— BEGIN —

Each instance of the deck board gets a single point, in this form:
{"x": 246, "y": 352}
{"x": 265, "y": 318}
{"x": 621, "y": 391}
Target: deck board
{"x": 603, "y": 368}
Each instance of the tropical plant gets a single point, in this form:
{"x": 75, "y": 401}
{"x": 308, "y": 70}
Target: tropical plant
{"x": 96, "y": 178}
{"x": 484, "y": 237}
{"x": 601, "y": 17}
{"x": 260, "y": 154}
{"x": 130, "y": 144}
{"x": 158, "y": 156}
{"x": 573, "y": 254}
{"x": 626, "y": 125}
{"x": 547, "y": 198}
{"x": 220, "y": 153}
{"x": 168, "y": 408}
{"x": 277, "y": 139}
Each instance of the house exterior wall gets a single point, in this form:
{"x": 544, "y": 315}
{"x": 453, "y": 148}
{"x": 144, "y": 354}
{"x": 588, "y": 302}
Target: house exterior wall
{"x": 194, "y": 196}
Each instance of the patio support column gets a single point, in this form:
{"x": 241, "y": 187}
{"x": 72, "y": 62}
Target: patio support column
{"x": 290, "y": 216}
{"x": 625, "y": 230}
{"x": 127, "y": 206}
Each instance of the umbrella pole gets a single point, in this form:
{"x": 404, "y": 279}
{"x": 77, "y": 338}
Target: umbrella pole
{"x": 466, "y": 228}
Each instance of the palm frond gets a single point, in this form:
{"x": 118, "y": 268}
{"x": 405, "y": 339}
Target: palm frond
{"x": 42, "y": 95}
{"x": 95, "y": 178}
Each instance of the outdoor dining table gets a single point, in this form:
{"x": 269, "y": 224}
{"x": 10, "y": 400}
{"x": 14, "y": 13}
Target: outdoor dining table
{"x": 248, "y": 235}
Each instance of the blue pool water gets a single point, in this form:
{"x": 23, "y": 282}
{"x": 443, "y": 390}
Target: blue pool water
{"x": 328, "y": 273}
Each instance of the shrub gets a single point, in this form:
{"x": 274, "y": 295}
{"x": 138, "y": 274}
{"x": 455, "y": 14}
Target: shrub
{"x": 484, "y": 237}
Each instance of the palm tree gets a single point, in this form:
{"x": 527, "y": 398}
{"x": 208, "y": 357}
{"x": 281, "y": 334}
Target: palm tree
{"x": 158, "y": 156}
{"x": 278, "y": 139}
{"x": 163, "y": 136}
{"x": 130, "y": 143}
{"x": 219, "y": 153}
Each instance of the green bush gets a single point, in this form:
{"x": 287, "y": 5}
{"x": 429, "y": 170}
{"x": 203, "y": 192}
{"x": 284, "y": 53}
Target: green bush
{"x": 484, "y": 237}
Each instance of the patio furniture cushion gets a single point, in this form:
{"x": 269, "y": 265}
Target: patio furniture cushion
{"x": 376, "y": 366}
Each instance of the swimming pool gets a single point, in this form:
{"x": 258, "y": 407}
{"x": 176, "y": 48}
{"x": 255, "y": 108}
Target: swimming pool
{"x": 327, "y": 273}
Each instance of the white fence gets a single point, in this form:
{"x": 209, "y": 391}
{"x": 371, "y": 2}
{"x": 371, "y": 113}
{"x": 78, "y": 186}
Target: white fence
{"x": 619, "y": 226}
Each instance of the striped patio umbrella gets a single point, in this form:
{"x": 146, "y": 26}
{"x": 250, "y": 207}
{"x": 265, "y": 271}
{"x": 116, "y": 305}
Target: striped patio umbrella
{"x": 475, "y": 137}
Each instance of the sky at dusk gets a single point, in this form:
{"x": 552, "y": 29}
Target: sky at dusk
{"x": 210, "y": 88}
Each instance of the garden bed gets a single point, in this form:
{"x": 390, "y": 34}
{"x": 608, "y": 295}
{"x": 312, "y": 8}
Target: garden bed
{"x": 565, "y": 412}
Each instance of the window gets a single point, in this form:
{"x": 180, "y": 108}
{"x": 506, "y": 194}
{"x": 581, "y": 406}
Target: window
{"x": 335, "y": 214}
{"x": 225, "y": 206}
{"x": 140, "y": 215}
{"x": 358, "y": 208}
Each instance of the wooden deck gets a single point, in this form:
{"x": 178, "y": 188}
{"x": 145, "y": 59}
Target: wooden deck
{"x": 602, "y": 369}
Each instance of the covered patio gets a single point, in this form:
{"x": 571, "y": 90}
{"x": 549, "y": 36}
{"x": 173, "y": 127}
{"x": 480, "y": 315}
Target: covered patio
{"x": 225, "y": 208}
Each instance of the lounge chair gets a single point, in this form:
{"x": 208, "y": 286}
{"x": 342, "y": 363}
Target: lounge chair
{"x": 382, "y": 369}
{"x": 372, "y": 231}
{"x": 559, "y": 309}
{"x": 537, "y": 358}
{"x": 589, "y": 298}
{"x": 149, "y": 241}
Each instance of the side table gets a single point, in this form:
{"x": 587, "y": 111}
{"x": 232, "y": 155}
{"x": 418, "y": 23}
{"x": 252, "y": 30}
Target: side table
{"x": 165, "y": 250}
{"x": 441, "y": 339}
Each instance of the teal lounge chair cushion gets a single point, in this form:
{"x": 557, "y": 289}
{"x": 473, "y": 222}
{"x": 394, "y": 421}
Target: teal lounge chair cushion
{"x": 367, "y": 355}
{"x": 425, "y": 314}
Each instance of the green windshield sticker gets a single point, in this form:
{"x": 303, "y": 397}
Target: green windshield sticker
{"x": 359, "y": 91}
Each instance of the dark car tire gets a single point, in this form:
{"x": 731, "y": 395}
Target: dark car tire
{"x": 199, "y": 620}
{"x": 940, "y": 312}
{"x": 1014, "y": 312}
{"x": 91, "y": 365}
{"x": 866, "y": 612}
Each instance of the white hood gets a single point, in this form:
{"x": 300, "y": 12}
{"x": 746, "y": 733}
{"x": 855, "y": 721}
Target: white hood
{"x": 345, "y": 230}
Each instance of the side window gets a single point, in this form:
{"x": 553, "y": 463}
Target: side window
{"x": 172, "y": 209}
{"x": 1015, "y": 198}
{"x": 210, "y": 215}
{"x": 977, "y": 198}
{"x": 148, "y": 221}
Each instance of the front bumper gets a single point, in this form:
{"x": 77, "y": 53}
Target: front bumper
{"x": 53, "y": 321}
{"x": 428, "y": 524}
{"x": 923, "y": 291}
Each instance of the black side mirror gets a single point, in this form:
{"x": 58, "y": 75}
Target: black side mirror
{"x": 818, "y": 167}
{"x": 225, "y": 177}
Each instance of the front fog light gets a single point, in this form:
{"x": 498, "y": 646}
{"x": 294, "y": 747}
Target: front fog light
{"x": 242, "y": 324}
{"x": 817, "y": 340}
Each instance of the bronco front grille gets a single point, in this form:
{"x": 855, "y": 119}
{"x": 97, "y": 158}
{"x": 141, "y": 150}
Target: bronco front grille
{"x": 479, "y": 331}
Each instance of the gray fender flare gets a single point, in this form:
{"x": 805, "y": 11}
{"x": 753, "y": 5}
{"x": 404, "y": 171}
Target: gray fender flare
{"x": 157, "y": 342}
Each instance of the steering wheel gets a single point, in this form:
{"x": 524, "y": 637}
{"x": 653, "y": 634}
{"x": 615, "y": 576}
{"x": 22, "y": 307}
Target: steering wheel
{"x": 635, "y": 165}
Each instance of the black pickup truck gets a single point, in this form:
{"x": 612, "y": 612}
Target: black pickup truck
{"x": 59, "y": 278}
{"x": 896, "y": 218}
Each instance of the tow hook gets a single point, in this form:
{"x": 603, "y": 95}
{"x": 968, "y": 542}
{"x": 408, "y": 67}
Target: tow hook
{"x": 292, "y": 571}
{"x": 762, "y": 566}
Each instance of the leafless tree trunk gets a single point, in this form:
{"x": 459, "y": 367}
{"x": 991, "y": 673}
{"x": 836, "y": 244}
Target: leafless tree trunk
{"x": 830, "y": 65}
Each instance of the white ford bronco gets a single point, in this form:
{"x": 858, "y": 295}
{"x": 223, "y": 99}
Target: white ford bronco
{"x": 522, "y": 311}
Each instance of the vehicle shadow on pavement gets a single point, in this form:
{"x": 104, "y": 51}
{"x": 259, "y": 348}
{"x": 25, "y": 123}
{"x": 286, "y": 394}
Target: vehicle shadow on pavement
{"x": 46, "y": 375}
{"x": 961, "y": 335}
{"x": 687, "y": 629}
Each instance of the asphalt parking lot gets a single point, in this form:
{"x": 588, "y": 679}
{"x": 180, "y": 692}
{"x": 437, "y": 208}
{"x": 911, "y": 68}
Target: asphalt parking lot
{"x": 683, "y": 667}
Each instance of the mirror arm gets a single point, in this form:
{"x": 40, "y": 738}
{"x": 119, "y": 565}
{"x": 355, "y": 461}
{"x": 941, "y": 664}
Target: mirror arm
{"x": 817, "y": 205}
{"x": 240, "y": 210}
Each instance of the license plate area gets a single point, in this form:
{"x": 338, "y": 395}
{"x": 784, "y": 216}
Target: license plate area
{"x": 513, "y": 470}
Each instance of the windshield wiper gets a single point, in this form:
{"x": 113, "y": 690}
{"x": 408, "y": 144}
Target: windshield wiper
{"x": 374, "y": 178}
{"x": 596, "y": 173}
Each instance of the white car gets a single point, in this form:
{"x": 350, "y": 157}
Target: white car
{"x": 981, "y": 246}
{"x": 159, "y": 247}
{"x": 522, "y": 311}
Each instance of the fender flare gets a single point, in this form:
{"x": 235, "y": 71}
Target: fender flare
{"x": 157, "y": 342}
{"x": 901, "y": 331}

— END —

▸ **Requirements**: Using the material above, reproduce exactly the line that contains "Each instance of the asphalt" and all lines after it through the last one, and only those.

▸ **The result**:
Each instance of the asphalt parking lot gets a single point, in this form:
{"x": 588, "y": 679}
{"x": 180, "y": 692}
{"x": 437, "y": 208}
{"x": 911, "y": 68}
Target: asphalt parking lot
{"x": 683, "y": 667}
Each instance of the mirror arm gets a single point, in this form:
{"x": 40, "y": 738}
{"x": 119, "y": 565}
{"x": 355, "y": 461}
{"x": 941, "y": 664}
Target: mirror arm
{"x": 817, "y": 205}
{"x": 240, "y": 210}
Each instance of the license plate area gets a single point, in this form:
{"x": 338, "y": 395}
{"x": 784, "y": 216}
Target: license plate area
{"x": 513, "y": 470}
Each instance of the windshield wiper gets a single point, in this form:
{"x": 113, "y": 690}
{"x": 408, "y": 144}
Target: windshield wiper
{"x": 374, "y": 178}
{"x": 596, "y": 173}
Each instance of the white car gets a single point, in this form:
{"x": 350, "y": 157}
Target: white car
{"x": 981, "y": 246}
{"x": 159, "y": 247}
{"x": 522, "y": 311}
Each instance of the fender flare gets a single point, in this form:
{"x": 235, "y": 71}
Target: fender flare
{"x": 157, "y": 342}
{"x": 901, "y": 331}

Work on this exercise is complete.